> WORK INSTRUCTIONS:
Please give the listing again, word for word, with nothing left out.
--- start ---
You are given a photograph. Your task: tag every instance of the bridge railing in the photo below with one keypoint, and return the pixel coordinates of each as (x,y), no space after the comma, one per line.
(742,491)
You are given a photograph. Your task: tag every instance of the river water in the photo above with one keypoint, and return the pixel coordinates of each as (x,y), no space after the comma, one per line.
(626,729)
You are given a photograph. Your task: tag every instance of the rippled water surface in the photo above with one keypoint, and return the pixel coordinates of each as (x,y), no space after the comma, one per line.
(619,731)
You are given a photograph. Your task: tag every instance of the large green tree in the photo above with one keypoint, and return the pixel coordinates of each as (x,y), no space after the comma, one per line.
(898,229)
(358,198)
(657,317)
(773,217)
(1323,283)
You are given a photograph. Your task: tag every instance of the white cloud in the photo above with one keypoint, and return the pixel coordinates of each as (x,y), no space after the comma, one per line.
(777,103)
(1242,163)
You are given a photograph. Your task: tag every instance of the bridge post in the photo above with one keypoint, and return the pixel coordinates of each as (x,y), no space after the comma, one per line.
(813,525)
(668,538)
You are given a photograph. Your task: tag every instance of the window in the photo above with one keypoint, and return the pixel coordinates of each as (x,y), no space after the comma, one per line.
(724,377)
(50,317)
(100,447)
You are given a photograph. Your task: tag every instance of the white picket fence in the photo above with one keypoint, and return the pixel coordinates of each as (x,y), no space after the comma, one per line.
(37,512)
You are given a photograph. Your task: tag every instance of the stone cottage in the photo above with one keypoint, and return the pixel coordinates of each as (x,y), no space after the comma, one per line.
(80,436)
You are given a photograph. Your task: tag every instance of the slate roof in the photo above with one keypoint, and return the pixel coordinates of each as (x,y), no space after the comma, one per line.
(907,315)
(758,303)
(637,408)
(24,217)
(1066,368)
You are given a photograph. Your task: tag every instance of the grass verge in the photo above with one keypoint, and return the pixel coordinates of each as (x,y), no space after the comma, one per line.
--- end ---
> FULL OUTPUT:
You are given a photograph. Your task: tag every instance of the bridge railing in the photo below with one keypoint, and return the pixel coordinates of each as (x,y), no space after the comma, one per line.
(742,491)
You are given a photograph. Your task: tag every instance of the river water in the photo above with one keypoint, and return the pixel coordinates of each as (x,y), no space after the comma, one per line.
(626,729)
You are given a photograph. Your task: tag every instance of the rippled water surface in the photo above with one keypoint, and return the pixel coordinates of each as (x,y), no space after the comma, one per line.
(619,731)
You are given a photograph. Your task: tag every instance of the large green tree in the photo above with one keypoint, and return the pixel coordinates of each as (x,y), no space after the comma, one per line.
(898,229)
(358,198)
(657,317)
(773,217)
(1323,283)
You are given a photograph. Your task: tag every instance of the white cloud in the photo above with one keypoint, and return the pixel coordinates of each as (x,y), no space after the comma, one per line.
(777,103)
(1242,163)
You are given a photograph. Your task: tag every instance of the bridge post in the photo above with one keypoint, and return the pixel coordinates of each as (x,y), no space after the comma, one per line.
(813,525)
(668,538)
You are given a photograph. Your task: tag every instance of the window in the photo above with one keypoint, and return the pixel coordinates of each as (x,y), no space after the comma, one per line.
(724,377)
(50,317)
(100,447)
You are given a photograph. Your task: tag every instance of the white picket fence in the photo above with one keypoint, and return the pixel coordinates of each as (x,y), no space after the comma, one per line.
(37,512)
You are given a photograph. Your task: tag every instance of the stone cottage in the photo above with one keypoint, and return the pixel coordinates of each as (x,y), no space after the comma, one per line.
(80,436)
You are given a photograph. Your task: tag every instance of the slate roof in the photo above with one keypoint, and return the pixel coordinates of each as (x,y), no space after the comma, one per line.
(907,315)
(758,303)
(637,408)
(24,217)
(1066,368)
You are given a photograph. Your task: tag every instance of the grass verge in the photo above with one keypoint, and return the pixel coordinates of each as (x,y), no space after the comma, one per line.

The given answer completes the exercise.